**PROBLEM DESCRIPTION**.
Below are some records; output exactly the lines from the line with "like point(744, 247)." to the line with "like point(92, 396).", both ends kept, and nothing more.

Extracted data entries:
--------------------------------------------------

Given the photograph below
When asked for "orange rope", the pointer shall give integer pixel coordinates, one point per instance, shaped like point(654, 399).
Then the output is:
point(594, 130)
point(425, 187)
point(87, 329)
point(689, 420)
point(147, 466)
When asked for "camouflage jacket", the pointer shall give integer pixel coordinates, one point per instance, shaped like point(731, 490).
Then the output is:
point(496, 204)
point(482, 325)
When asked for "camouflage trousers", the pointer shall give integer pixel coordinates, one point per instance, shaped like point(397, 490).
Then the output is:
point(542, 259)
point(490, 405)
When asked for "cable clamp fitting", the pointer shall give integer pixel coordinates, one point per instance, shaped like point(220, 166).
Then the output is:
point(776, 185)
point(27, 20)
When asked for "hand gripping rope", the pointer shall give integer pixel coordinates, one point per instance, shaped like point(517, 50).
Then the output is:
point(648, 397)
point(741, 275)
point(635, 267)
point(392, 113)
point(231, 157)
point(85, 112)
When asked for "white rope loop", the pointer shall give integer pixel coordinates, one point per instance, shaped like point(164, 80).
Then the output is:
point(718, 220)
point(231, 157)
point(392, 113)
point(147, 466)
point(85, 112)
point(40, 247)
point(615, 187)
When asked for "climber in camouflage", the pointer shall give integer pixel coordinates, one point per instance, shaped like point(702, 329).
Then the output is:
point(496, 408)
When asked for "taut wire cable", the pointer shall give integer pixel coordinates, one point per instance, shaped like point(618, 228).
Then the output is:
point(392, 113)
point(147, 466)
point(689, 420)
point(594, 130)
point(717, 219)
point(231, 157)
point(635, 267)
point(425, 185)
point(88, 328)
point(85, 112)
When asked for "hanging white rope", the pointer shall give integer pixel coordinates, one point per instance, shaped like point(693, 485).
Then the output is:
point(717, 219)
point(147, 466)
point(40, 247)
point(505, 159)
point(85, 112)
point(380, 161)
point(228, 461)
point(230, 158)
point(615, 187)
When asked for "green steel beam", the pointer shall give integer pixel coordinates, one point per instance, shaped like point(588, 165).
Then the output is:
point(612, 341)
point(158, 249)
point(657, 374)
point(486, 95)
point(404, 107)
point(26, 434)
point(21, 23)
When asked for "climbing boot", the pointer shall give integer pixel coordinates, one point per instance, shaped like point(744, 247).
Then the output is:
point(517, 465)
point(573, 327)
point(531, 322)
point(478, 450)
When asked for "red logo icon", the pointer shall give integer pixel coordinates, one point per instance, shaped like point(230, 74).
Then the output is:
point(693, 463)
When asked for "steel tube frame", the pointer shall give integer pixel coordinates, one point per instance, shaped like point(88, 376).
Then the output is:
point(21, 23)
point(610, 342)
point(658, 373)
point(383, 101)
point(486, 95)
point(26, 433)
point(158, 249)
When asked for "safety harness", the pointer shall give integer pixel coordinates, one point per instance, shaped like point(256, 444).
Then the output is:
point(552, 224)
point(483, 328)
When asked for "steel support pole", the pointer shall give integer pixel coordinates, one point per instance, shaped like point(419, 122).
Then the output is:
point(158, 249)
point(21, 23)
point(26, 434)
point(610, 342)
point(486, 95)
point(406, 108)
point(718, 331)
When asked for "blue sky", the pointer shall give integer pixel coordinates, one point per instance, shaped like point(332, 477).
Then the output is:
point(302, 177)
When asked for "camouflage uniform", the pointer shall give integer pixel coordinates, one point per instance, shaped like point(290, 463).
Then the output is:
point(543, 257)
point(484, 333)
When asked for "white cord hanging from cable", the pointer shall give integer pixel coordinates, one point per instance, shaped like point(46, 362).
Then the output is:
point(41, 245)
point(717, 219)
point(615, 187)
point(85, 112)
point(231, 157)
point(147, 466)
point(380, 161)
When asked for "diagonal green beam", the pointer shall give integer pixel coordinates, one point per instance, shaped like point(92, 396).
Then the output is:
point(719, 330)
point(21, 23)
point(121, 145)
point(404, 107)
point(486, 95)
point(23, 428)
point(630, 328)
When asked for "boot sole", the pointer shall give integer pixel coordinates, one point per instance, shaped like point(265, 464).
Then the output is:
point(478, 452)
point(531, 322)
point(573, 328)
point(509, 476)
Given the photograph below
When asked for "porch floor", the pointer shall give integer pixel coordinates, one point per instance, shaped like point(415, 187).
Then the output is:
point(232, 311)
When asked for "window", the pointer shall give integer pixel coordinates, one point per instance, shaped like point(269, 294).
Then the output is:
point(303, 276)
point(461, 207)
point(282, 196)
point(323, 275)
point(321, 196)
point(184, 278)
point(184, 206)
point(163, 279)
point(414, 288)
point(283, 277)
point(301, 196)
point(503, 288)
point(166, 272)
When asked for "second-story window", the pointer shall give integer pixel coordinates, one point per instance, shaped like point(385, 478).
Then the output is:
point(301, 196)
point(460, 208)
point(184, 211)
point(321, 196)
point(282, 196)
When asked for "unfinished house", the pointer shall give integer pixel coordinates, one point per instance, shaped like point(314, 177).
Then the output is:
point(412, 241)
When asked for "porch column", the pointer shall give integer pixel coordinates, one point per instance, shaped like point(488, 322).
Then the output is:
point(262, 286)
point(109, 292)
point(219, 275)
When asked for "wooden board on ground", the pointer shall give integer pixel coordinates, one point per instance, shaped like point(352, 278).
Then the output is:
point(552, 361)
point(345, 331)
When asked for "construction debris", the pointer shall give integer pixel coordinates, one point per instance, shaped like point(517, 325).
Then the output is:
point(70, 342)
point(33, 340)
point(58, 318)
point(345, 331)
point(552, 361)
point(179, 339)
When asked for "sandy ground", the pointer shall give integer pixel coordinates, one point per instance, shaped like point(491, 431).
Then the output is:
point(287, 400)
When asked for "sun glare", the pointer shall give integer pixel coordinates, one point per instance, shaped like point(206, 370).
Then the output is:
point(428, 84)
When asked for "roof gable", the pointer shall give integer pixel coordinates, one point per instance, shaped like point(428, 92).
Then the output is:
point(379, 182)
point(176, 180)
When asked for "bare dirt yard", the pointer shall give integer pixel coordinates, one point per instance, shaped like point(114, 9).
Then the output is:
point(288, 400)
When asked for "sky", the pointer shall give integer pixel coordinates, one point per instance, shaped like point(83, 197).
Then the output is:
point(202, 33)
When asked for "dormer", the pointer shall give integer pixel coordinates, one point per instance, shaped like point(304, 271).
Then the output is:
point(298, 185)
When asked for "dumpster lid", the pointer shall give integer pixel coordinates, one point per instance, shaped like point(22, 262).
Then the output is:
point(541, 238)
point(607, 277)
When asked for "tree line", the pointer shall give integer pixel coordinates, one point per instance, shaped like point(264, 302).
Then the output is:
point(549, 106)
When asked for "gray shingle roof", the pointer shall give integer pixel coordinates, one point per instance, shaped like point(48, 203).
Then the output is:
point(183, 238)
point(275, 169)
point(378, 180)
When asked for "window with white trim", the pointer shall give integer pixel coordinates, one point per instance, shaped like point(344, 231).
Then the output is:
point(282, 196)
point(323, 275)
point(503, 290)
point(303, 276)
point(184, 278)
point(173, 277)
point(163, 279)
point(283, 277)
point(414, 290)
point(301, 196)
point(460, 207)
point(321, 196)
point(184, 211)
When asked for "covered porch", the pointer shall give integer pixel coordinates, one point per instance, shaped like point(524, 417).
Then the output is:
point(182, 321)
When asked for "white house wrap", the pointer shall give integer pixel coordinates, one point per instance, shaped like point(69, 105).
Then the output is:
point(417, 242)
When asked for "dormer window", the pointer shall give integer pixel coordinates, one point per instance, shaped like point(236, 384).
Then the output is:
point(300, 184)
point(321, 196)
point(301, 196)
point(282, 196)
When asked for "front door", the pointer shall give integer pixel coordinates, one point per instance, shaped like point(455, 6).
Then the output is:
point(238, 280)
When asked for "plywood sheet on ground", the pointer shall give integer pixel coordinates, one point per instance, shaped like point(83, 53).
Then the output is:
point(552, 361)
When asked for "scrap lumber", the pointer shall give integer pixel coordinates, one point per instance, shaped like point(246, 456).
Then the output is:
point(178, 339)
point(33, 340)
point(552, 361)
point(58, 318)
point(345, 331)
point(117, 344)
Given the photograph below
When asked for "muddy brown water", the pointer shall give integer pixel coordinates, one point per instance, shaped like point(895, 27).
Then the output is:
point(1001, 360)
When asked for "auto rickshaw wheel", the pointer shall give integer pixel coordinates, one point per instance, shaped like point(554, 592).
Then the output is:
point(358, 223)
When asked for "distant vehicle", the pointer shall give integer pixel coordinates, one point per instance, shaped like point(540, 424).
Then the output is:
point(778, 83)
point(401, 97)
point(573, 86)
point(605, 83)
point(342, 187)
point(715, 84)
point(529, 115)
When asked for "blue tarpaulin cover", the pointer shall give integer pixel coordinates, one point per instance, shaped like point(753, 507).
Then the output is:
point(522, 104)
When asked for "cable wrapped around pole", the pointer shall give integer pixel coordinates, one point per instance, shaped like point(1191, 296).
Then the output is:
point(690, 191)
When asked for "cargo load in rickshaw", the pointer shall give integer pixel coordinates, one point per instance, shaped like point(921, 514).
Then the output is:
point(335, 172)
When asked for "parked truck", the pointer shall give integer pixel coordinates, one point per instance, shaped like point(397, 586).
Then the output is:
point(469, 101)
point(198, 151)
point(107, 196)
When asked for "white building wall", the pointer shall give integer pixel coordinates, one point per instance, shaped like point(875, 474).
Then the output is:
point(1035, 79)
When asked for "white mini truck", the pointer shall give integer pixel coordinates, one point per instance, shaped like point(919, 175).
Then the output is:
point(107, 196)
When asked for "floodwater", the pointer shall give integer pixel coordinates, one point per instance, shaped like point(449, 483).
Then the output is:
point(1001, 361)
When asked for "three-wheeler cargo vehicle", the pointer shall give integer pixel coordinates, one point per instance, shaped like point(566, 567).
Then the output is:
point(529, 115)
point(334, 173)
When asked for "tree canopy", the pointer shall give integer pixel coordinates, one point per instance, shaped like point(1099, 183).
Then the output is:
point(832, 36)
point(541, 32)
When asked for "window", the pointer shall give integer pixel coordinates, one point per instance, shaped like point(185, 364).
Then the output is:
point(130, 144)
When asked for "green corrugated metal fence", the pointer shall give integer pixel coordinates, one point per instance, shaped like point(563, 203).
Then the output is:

--------------------------------------------------

**RESPONSE AREA**.
When asked for "climbing boot", the pointer shall give integer pixel coordinates, one point per instance, shaped like point(744, 247).
Then the output is:
point(517, 465)
point(573, 327)
point(531, 322)
point(478, 450)
When asked for "red logo icon", the pointer shall give integer pixel coordinates, one point per instance, shaped like point(230, 74).
Then the output is:
point(693, 463)
When asked for "steel tube frame", the pointer shall give integer pixel coordinates, one point per instance, shaped like point(88, 376).
Then the output is:
point(21, 23)
point(610, 342)
point(658, 373)
point(383, 101)
point(486, 95)
point(26, 433)
point(158, 249)
When asked for "safety harness", the pointer shall give integer pixel coordinates, one point per instance, shaped like point(256, 444).
Then the output is:
point(552, 224)
point(483, 328)
When asked for "steel support pole", the pointer shall give integer pixel coordinates, one point per instance, shaped like point(419, 122).
Then the output is:
point(158, 249)
point(21, 23)
point(26, 434)
point(610, 342)
point(486, 95)
point(406, 108)
point(718, 331)
When asked for "blue sky", the pointer shall give integer pixel coordinates, one point per instance, shaped like point(332, 477).
Then the output is:
point(302, 177)
When asked for "camouflage uniform", the pointer shall give integer pixel coordinates, one point per instance, shaped like point(290, 463).
Then the output is:
point(543, 257)
point(484, 333)
When asked for "white cord hanging from cable", the pointer shall give integer pixel coordinates, one point per instance, shaped like point(46, 362).
Then the output is:
point(41, 245)
point(717, 219)
point(615, 187)
point(85, 112)
point(231, 157)
point(147, 466)
point(380, 161)
When asked for "diagonal green beam", the pointer shall give integer pixel coordinates, one point per instance, shaped like point(92, 396).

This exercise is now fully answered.